--- START ---

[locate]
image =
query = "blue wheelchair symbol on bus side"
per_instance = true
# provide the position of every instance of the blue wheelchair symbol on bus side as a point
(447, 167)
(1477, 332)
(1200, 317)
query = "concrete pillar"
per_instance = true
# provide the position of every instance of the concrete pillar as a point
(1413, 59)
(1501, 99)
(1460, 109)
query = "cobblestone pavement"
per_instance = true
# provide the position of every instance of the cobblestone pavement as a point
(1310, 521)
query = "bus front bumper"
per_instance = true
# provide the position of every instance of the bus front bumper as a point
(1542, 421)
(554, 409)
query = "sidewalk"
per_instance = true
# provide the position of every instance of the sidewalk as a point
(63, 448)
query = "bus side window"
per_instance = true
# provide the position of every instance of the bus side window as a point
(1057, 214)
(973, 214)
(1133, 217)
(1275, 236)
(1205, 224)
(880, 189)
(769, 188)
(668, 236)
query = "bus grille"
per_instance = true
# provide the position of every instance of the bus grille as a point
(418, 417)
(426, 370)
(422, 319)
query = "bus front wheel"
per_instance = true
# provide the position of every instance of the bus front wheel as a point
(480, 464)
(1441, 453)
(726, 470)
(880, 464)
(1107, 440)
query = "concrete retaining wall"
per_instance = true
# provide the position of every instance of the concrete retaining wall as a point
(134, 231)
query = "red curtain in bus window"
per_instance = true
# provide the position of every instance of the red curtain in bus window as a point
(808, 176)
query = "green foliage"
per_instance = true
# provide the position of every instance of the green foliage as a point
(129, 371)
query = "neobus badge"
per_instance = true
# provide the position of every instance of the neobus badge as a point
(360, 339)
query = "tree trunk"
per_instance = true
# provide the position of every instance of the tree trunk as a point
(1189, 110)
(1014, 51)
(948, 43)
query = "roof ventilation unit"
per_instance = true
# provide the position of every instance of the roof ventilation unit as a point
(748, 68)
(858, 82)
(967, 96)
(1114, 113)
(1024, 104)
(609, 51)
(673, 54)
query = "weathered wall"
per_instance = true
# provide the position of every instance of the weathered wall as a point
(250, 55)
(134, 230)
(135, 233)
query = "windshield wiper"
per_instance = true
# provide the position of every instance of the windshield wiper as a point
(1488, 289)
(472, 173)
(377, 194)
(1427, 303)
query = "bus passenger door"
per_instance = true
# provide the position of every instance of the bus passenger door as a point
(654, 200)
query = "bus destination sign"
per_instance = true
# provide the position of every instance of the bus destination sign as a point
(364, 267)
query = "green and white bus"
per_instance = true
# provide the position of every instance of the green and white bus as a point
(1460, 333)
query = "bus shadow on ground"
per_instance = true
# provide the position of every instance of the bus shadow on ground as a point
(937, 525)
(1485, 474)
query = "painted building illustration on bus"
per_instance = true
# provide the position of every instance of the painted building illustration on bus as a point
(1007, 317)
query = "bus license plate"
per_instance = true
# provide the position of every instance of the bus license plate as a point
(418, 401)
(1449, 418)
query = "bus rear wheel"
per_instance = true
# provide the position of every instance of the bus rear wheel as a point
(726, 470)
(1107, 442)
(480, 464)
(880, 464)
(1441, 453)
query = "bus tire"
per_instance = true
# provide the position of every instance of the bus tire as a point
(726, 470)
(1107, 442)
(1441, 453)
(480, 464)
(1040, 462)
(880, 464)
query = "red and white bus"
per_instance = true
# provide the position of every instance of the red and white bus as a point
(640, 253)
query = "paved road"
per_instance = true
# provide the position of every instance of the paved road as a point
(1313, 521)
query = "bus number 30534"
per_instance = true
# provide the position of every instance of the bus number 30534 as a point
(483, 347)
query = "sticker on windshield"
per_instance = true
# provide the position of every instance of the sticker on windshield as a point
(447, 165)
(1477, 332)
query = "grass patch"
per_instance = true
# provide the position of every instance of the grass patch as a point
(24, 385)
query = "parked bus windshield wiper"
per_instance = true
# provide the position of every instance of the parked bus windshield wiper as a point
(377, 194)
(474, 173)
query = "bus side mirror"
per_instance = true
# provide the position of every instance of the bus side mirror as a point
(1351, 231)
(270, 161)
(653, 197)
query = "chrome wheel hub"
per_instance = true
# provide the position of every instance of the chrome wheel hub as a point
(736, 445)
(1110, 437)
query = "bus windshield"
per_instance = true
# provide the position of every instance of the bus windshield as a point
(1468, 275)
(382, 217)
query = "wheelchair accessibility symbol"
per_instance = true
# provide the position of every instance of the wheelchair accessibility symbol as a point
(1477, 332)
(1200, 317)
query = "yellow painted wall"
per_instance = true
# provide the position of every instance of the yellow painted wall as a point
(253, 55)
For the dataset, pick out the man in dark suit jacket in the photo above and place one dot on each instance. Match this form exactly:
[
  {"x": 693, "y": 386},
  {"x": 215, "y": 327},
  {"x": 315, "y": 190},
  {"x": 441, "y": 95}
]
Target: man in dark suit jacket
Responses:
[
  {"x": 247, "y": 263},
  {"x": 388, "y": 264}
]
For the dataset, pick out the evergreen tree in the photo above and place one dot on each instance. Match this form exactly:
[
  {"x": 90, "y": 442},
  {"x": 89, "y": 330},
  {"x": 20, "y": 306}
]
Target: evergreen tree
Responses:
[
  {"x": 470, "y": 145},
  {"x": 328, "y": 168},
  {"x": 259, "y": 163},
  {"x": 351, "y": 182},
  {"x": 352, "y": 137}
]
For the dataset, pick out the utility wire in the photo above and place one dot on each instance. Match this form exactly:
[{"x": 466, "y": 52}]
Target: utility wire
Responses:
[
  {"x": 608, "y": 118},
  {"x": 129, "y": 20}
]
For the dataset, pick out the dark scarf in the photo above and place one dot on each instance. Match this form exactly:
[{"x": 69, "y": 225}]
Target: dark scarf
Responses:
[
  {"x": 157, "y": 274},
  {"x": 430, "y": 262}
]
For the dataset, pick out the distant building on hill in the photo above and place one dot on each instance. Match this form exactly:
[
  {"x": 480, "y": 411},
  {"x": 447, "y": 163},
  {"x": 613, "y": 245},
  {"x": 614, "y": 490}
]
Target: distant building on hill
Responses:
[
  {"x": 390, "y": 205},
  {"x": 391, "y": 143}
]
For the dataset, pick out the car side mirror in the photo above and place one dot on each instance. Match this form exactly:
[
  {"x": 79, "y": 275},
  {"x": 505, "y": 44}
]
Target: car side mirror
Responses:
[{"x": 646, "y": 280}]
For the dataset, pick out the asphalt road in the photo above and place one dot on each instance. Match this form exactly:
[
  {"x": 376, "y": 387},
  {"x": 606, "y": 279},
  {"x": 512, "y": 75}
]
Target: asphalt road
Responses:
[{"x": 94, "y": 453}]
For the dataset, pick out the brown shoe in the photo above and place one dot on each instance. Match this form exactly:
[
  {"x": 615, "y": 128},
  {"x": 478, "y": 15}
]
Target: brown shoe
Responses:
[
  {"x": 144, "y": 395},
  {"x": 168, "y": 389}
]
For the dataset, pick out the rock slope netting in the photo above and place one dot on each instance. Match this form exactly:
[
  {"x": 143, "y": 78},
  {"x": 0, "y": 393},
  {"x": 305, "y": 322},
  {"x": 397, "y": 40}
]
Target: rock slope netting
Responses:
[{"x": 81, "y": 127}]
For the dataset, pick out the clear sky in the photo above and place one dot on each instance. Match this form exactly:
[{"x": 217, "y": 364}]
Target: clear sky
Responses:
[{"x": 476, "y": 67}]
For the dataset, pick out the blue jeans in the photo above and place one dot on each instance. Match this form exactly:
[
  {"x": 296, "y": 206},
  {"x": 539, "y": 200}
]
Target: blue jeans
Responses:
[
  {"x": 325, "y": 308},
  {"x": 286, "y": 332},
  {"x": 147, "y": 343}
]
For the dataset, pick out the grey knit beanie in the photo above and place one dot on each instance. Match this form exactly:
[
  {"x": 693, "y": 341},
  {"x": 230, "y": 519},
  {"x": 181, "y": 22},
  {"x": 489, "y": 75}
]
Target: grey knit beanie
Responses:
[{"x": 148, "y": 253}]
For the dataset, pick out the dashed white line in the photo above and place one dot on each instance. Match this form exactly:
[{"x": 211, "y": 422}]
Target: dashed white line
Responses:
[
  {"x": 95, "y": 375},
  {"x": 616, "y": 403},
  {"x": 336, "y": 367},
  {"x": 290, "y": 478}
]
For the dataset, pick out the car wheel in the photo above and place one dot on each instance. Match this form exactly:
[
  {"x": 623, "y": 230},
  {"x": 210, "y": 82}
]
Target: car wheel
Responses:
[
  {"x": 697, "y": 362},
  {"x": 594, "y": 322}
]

--- END ---

#### [Activity]
All lines above with the word "dark" need to be reported.

#### [Output for this exercise]
For the dataset, pick out the man in dark suit jacket in the photo above and place one dot on each instance. Match this form exactly:
Target: man in dark suit jacket
For the dataset, pick out the dark scarf in the photo above and place one dot on each instance. Match this form exactly:
Target: dark scarf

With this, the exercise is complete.